» **TASK DESCRIPTION**: Return every line in the entries below that contains the word "handrail".
________
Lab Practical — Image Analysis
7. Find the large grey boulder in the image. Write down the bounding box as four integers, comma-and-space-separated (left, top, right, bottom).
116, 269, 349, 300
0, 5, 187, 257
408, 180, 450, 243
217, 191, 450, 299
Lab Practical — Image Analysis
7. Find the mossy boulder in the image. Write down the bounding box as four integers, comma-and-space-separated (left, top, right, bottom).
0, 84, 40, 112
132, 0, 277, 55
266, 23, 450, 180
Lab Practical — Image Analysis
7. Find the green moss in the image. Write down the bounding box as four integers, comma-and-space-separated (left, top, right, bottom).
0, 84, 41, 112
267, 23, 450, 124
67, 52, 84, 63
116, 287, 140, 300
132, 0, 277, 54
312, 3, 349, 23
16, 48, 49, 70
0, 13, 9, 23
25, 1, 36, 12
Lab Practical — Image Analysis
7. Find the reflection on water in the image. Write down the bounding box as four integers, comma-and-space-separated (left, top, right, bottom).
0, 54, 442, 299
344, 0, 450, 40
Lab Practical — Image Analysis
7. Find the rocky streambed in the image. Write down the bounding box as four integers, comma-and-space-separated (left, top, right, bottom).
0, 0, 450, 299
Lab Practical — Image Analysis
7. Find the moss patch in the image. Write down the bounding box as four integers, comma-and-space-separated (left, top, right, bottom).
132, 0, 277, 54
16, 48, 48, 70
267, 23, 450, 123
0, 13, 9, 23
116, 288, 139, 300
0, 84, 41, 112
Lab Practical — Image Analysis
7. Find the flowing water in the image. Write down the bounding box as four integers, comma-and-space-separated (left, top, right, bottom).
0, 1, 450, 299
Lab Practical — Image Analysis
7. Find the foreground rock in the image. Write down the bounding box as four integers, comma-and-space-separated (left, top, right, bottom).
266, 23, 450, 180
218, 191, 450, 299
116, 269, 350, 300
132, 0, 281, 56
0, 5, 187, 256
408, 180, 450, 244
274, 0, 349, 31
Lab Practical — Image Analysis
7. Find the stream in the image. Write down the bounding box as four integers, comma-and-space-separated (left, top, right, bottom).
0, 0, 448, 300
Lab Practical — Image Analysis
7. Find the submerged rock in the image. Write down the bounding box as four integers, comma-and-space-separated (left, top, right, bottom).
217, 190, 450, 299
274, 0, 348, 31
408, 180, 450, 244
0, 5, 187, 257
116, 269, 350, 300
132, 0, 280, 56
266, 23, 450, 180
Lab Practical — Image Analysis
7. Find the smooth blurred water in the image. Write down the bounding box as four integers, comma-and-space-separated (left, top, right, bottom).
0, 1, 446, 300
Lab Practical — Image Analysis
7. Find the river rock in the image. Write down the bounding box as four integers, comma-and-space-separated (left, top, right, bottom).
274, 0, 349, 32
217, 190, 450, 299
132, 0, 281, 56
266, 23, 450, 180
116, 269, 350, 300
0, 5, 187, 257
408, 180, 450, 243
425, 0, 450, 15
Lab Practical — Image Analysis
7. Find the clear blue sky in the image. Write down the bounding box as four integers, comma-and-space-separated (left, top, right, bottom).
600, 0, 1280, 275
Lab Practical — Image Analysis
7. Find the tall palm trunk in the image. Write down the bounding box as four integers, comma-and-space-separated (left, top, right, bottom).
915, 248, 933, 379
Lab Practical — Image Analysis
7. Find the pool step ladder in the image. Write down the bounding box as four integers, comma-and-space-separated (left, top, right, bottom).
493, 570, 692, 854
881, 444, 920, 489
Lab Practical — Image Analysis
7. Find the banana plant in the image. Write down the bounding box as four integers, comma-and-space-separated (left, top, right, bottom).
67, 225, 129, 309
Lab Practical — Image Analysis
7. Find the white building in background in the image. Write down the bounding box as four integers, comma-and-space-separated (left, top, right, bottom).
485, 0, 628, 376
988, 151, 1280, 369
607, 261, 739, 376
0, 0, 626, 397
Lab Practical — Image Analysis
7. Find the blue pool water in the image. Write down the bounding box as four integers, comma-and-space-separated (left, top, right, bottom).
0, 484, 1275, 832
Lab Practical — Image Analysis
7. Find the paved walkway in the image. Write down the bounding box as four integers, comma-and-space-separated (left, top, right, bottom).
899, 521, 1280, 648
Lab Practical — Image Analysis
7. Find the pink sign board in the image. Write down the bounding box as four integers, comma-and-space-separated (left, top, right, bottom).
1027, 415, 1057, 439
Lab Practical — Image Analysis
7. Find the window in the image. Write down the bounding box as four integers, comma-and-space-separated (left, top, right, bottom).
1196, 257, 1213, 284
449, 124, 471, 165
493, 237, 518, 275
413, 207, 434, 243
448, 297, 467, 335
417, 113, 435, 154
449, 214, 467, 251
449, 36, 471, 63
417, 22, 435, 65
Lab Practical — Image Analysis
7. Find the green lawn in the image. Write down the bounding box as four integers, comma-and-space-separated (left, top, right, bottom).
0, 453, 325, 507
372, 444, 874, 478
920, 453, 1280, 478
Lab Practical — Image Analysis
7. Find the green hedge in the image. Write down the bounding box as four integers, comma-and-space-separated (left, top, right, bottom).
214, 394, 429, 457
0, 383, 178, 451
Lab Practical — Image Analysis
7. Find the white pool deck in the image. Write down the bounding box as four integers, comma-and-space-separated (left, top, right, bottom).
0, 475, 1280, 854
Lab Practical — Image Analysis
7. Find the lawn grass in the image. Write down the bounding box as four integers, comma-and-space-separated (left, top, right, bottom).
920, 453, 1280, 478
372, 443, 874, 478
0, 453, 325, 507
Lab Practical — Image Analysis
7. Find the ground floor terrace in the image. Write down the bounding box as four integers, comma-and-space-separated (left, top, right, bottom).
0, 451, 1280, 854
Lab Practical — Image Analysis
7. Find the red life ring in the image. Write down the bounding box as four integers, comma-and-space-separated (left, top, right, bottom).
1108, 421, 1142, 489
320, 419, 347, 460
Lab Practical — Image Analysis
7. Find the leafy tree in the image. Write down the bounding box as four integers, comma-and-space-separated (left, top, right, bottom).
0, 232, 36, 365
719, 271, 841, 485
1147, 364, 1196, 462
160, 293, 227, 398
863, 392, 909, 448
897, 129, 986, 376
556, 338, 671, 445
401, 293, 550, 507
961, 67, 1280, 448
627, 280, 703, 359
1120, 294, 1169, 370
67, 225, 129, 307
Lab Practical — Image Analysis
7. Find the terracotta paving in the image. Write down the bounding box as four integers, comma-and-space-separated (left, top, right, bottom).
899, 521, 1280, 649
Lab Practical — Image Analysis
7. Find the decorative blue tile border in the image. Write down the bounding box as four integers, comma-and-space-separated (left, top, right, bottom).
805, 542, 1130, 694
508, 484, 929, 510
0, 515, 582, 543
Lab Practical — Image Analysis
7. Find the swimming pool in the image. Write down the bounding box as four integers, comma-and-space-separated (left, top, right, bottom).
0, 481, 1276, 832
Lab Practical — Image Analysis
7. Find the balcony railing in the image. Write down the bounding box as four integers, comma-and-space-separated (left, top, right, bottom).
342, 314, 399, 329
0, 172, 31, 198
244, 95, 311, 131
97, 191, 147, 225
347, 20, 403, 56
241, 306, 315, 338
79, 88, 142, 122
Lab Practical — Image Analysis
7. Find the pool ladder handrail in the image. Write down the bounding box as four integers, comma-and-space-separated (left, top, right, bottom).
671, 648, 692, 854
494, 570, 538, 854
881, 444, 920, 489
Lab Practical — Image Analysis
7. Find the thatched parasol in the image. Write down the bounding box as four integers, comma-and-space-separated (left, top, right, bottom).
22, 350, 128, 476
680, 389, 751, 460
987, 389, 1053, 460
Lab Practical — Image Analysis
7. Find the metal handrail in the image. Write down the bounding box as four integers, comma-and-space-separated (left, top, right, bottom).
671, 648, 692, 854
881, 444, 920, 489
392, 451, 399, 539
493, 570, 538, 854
________
» **FULL OUTPUT**:
7. Find the pool ladder handrail in the image. Write down the bounding box as four integers, comma-and-space-separated (left, top, right, bottom).
7. Find the metal handrail in the image. Write down the bounding box as four integers, comma-and-space-separated (left, top, right, bottom).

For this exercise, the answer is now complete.